• **DATA SHOWN**:

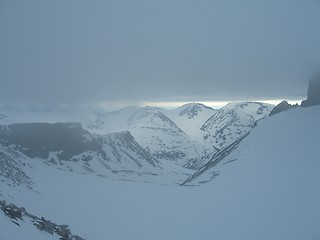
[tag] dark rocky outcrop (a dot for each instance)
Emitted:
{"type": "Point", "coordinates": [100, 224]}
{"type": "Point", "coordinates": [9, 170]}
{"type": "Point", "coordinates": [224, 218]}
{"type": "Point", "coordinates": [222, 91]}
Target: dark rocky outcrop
{"type": "Point", "coordinates": [39, 139]}
{"type": "Point", "coordinates": [17, 214]}
{"type": "Point", "coordinates": [283, 106]}
{"type": "Point", "coordinates": [313, 93]}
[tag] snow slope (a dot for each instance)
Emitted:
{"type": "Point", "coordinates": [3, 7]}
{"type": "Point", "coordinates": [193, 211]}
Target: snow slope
{"type": "Point", "coordinates": [267, 188]}
{"type": "Point", "coordinates": [190, 117]}
{"type": "Point", "coordinates": [161, 136]}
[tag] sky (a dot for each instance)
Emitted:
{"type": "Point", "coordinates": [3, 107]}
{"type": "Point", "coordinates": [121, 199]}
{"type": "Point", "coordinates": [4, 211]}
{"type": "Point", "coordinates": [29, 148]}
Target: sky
{"type": "Point", "coordinates": [100, 51]}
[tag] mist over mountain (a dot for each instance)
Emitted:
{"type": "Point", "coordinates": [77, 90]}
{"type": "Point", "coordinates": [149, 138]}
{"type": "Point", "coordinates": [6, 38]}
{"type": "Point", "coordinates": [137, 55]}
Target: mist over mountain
{"type": "Point", "coordinates": [109, 125]}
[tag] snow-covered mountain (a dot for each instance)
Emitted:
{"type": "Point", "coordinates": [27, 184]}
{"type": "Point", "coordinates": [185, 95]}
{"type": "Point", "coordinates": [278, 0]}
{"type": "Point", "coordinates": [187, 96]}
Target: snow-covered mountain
{"type": "Point", "coordinates": [190, 117]}
{"type": "Point", "coordinates": [265, 188]}
{"type": "Point", "coordinates": [67, 146]}
{"type": "Point", "coordinates": [189, 135]}
{"type": "Point", "coordinates": [161, 136]}
{"type": "Point", "coordinates": [232, 122]}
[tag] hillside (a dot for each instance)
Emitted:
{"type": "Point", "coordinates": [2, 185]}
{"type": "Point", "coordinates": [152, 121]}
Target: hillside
{"type": "Point", "coordinates": [267, 188]}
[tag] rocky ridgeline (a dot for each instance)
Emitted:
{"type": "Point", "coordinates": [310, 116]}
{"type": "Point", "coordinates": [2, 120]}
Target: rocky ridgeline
{"type": "Point", "coordinates": [313, 93]}
{"type": "Point", "coordinates": [15, 214]}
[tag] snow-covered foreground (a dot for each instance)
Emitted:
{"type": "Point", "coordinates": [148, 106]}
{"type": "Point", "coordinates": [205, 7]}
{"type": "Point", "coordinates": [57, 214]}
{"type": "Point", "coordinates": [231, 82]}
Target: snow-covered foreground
{"type": "Point", "coordinates": [271, 191]}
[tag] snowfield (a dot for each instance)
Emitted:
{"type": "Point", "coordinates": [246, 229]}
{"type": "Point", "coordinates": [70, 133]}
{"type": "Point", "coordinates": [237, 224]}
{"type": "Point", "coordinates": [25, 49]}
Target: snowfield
{"type": "Point", "coordinates": [267, 188]}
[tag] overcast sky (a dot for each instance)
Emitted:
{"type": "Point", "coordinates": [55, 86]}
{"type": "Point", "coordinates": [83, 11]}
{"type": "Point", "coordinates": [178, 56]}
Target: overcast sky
{"type": "Point", "coordinates": [99, 51]}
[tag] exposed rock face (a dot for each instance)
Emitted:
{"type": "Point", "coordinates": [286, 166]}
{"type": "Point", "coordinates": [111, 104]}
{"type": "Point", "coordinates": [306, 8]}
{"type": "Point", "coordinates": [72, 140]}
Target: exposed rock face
{"type": "Point", "coordinates": [283, 106]}
{"type": "Point", "coordinates": [17, 215]}
{"type": "Point", "coordinates": [313, 93]}
{"type": "Point", "coordinates": [39, 139]}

• **TASK GOAL**:
Reproduce every line of the records above verbatim, omitting the pictures.

• **FINAL RESULT**:
[tag] dark rocky outcrop (a dot for each instance)
Emitted:
{"type": "Point", "coordinates": [100, 224]}
{"type": "Point", "coordinates": [9, 170]}
{"type": "Point", "coordinates": [224, 218]}
{"type": "Point", "coordinates": [222, 91]}
Target: dark rocky outcrop
{"type": "Point", "coordinates": [39, 139]}
{"type": "Point", "coordinates": [17, 214]}
{"type": "Point", "coordinates": [283, 106]}
{"type": "Point", "coordinates": [313, 93]}
[tag] snow slope (a dot for each instance)
Emitted:
{"type": "Point", "coordinates": [3, 7]}
{"type": "Point", "coordinates": [193, 211]}
Target: snow slope
{"type": "Point", "coordinates": [267, 188]}
{"type": "Point", "coordinates": [190, 117]}
{"type": "Point", "coordinates": [161, 136]}
[tag] sky (a dot for each instance)
Emitted:
{"type": "Point", "coordinates": [3, 107]}
{"type": "Point", "coordinates": [121, 199]}
{"type": "Point", "coordinates": [4, 211]}
{"type": "Point", "coordinates": [29, 148]}
Target: sky
{"type": "Point", "coordinates": [100, 51]}
[tag] mist over mountain (a dot for each instance)
Emitted:
{"type": "Point", "coordinates": [77, 90]}
{"type": "Point", "coordinates": [149, 138]}
{"type": "Point", "coordinates": [6, 38]}
{"type": "Point", "coordinates": [137, 55]}
Target: mist over mountain
{"type": "Point", "coordinates": [109, 125]}
[tag] snow-covered mountain (a dot for each instance)
Emitted:
{"type": "Point", "coordinates": [27, 184]}
{"type": "Point", "coordinates": [185, 95]}
{"type": "Point", "coordinates": [278, 0]}
{"type": "Point", "coordinates": [187, 96]}
Target: snow-covered mountain
{"type": "Point", "coordinates": [190, 117]}
{"type": "Point", "coordinates": [265, 188]}
{"type": "Point", "coordinates": [67, 146]}
{"type": "Point", "coordinates": [189, 135]}
{"type": "Point", "coordinates": [161, 136]}
{"type": "Point", "coordinates": [232, 122]}
[tag] hillside (a dot for each instance)
Emitted:
{"type": "Point", "coordinates": [2, 185]}
{"type": "Point", "coordinates": [152, 121]}
Target: hillside
{"type": "Point", "coordinates": [267, 188]}
[tag] rocky ridgeline (a dot for each instance)
Emitted:
{"type": "Point", "coordinates": [310, 116]}
{"type": "Point", "coordinates": [2, 120]}
Target: rocky ridgeline
{"type": "Point", "coordinates": [313, 93]}
{"type": "Point", "coordinates": [15, 214]}
[tag] snow-covered foreground (a dot for each instance)
Emitted:
{"type": "Point", "coordinates": [148, 106]}
{"type": "Point", "coordinates": [205, 7]}
{"type": "Point", "coordinates": [57, 214]}
{"type": "Point", "coordinates": [231, 82]}
Target: snow-covered foreground
{"type": "Point", "coordinates": [271, 191]}
[tag] snowfield (a dot for each instance)
Emitted:
{"type": "Point", "coordinates": [246, 229]}
{"type": "Point", "coordinates": [70, 133]}
{"type": "Point", "coordinates": [237, 224]}
{"type": "Point", "coordinates": [25, 49]}
Target: snowfield
{"type": "Point", "coordinates": [267, 188]}
[tag] overcast sky (a dot for each instance)
Emitted:
{"type": "Point", "coordinates": [55, 86]}
{"type": "Point", "coordinates": [83, 11]}
{"type": "Point", "coordinates": [178, 56]}
Target: overcast sky
{"type": "Point", "coordinates": [99, 51]}
[tag] exposed rock face (a dot for each instance)
Emitted:
{"type": "Point", "coordinates": [286, 166]}
{"type": "Point", "coordinates": [111, 104]}
{"type": "Point", "coordinates": [306, 8]}
{"type": "Point", "coordinates": [72, 140]}
Target: exposed rock face
{"type": "Point", "coordinates": [283, 106]}
{"type": "Point", "coordinates": [17, 215]}
{"type": "Point", "coordinates": [313, 93]}
{"type": "Point", "coordinates": [39, 139]}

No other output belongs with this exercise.